Point-based annotation data:

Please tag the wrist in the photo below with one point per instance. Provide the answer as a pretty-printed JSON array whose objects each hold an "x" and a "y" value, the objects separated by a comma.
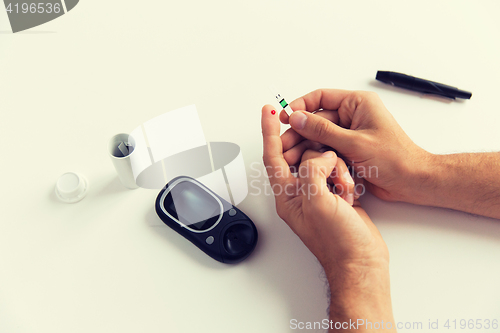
[
  {"x": 361, "y": 292},
  {"x": 422, "y": 173}
]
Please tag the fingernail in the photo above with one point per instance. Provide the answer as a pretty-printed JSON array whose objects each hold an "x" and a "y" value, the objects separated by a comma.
[
  {"x": 348, "y": 178},
  {"x": 328, "y": 154},
  {"x": 350, "y": 199},
  {"x": 298, "y": 121}
]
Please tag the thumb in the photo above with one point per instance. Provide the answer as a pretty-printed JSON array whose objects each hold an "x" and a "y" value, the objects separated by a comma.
[{"x": 316, "y": 128}]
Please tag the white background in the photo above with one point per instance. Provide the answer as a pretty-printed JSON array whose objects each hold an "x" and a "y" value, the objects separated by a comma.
[{"x": 107, "y": 264}]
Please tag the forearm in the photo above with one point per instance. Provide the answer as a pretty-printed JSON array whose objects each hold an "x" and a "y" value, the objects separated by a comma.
[
  {"x": 467, "y": 182},
  {"x": 361, "y": 301}
]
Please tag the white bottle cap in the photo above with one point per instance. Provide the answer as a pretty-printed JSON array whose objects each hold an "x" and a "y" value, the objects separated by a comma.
[{"x": 71, "y": 187}]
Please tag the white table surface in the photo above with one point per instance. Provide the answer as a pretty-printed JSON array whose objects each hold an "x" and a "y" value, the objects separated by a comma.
[{"x": 108, "y": 264}]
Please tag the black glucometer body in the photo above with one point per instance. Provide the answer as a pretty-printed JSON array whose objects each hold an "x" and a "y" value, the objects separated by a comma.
[{"x": 208, "y": 221}]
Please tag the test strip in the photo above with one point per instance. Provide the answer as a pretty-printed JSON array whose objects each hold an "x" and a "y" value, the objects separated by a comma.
[{"x": 284, "y": 104}]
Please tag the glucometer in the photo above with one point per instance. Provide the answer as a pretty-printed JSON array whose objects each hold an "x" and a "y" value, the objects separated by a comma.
[{"x": 208, "y": 221}]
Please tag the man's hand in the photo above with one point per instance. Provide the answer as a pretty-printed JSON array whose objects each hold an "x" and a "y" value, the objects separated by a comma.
[
  {"x": 360, "y": 128},
  {"x": 343, "y": 238}
]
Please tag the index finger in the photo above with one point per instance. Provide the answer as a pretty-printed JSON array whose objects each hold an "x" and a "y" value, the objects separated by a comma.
[
  {"x": 277, "y": 168},
  {"x": 328, "y": 99}
]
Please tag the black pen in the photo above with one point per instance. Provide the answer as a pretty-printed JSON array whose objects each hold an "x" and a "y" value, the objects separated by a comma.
[{"x": 421, "y": 85}]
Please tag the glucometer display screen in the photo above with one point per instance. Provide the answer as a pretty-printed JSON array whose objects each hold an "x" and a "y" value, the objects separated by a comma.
[{"x": 192, "y": 205}]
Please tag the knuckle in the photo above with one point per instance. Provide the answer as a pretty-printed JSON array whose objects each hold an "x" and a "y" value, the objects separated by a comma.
[{"x": 322, "y": 129}]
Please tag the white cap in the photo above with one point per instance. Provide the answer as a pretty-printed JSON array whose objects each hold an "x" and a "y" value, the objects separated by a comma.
[{"x": 71, "y": 187}]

**Objective:**
Reproduce all of the material above verbatim, omitting the picture.

**Answer to the exercise:**
Please tag the wrist in the photo below with one point per instance. Provide the answer as a pretty-printed JSON array whose objects each hold an "x" and a "y" value, the objects separated by a comma.
[
  {"x": 361, "y": 292},
  {"x": 422, "y": 173}
]
Please tag the fingernail in the photo above with one point per instance. Provide the answer as a pretty-printed JSON array whose objects each hold an "x" and a "y" value, the objects separated by a comma.
[
  {"x": 348, "y": 178},
  {"x": 328, "y": 154},
  {"x": 350, "y": 199},
  {"x": 298, "y": 121}
]
Please tag the thumb in the photo above with one point per instance. Provide the answer as a pretty-printed JSON array whose objects each hold an "x" and a "y" value, the objects separated by a comma.
[{"x": 316, "y": 128}]
Please tag the white background in the photo above with one point per instance. Provide the answer as a pretty-printed JSON array whose objects each hold an "x" and a "y" value, the objects separated by a comma.
[{"x": 107, "y": 264}]
Please tag the forearm in the photo above with one point per instance. Provide the answer as a pretty-printed JSON array whose objects each hold an "x" and a "y" value, the objects separated by a comma.
[
  {"x": 467, "y": 182},
  {"x": 361, "y": 301}
]
Please tag the white bottle cap in the photo above with one point per instance. Provide the answer as a pretty-printed JSON array whose objects each hold an "x" and a "y" value, the objects separated by a comma.
[{"x": 71, "y": 187}]
Please tag the white table surface in the photo above with one point per instance. Provide the answer as a pretty-printed JSON array whose objects each hold an "x" and a "y" value, the objects separated by a comma.
[{"x": 108, "y": 264}]
Please tag the black glucometer body in the photo above with one point per instance. Provide the answer as a pretty-printed JSON array whose objects each hold an "x" and a "y" value, the objects separated by a comma.
[{"x": 208, "y": 221}]
Please tag the test strip in the photo above with one point per instance. Provide the answer as a pretty-printed JSON array whose objects each hold an "x" and a "y" value, the objects separated by a comma.
[{"x": 284, "y": 104}]
Please tag the glucometer in the photo above with one point per instance. Provide the answer as a pretty-printed JSON array whose objects each hold an "x" and a "y" value, the objects separated by a comma.
[{"x": 208, "y": 221}]
Please tag the man's hand in the photo above with one point per instance. Provide the answer as a pretty-printed JSON array whose objects each hold an "x" and a "y" value, the objects separated by a comma.
[
  {"x": 360, "y": 128},
  {"x": 343, "y": 238}
]
Please tag the index finger in the photo above with one point per instance. Provide the answer as a pretty-printed JSON array whose objects each hold an "x" and a "y" value, the objects separated by a comma.
[
  {"x": 277, "y": 168},
  {"x": 328, "y": 99}
]
Please tag the black pen in the photo above with one point per instance. Provide the answer as a pretty-printed JSON array whose objects each hold an "x" and a "y" value, the objects separated by a comma.
[{"x": 421, "y": 85}]
Please tag the glucometer display screen in the photo above with one point per instance. Provide the answer as a pretty-printed JSON array whose objects each hold an "x" and a "y" value, the objects separated by a comma.
[{"x": 192, "y": 205}]
Please tag the knuckle in the photo above with one point per instance. Provide the answer as a pretty-printed JSON array whose objects each hold an "x" and a "y" value, the objects separated by a comma.
[{"x": 322, "y": 129}]
Please tag the white cap in the photo above with one point per instance. Provide the answer as a pretty-printed JSON array whose objects each hold an "x" and a "y" value, the objects separated by a comma.
[{"x": 71, "y": 187}]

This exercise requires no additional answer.